• POLECENIE: Przepisz bez żadnych zmian wiersze od wiersza zawierającego „the orange gerbera” do ostatniego wiersza danych, oba włącznie.

• ZBIÓR DANYCH:
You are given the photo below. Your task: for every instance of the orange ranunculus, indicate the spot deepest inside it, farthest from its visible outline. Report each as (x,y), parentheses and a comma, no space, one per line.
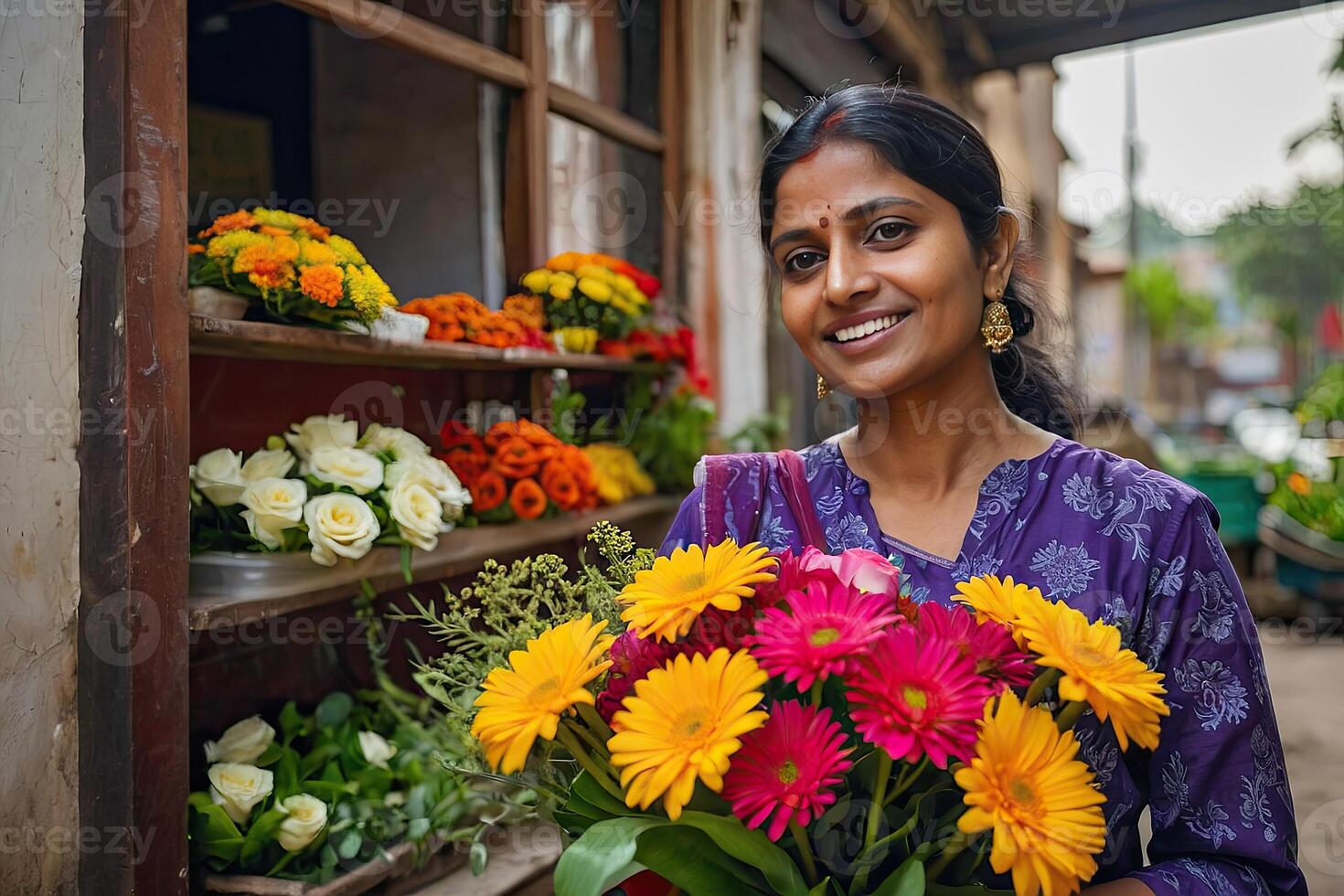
(323,283)
(515,458)
(500,432)
(466,465)
(527,498)
(560,485)
(488,492)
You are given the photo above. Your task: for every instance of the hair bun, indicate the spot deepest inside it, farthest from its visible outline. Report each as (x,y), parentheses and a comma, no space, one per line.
(1019,315)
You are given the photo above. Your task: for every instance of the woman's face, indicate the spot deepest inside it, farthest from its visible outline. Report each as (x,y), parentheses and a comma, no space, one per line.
(880,285)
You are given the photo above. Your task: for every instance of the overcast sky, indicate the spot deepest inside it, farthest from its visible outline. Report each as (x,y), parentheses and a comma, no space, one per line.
(1217,111)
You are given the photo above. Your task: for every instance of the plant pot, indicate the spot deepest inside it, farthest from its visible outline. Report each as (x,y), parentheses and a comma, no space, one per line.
(257,577)
(211,301)
(392,326)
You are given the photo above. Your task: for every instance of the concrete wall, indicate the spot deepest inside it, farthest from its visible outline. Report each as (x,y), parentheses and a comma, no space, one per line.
(40,237)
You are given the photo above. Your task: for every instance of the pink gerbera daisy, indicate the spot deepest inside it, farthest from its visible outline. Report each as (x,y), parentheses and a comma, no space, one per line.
(786,769)
(821,633)
(915,695)
(989,644)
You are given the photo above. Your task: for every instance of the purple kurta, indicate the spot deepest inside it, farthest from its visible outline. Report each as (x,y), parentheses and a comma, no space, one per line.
(1140,549)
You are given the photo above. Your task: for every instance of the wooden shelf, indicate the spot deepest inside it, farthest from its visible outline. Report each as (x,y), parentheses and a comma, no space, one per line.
(281,343)
(457,552)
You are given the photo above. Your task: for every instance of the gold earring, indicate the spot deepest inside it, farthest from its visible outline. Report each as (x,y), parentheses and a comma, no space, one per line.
(997,325)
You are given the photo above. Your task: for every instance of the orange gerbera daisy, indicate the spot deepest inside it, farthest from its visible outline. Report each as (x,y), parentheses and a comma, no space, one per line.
(527,498)
(323,283)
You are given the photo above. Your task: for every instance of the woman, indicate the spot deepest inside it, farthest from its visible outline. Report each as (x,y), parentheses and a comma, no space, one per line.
(883,215)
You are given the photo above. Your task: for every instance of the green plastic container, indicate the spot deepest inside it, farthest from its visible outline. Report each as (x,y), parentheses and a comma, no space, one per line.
(1237,500)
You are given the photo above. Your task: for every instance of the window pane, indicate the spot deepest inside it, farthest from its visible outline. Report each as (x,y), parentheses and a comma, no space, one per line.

• ROZWIĄZANIE ZADANIA:
You are given the photo above. Your task: for every instance of the orange gerbera daisy, indicate the spot deepest inside it, farthest from its visible outline. Report each as (x,y), parentheses and a comma, no space, one per line.
(527,498)
(323,283)
You are given the photo above. Your task: for every instance of the woman, indicate the spot deepest inside it, farthest from its visible outline. Report each as (x,y), parentheses and a comma, no space, one per line.
(883,215)
You are given the photo above. Your task: for every instance of the green plastic container, indicate the spot deepest inside it, farthest from its visible outline. Report each as (x,y), parentheses and a comma, no space, one per line.
(1237,500)
You are given the photo above. Your task: for every instance of the window pane, indicate the spot deepest inside it, farthest from its visible outline. Report each as (x,y), parentheses and a comma, no space, one per line.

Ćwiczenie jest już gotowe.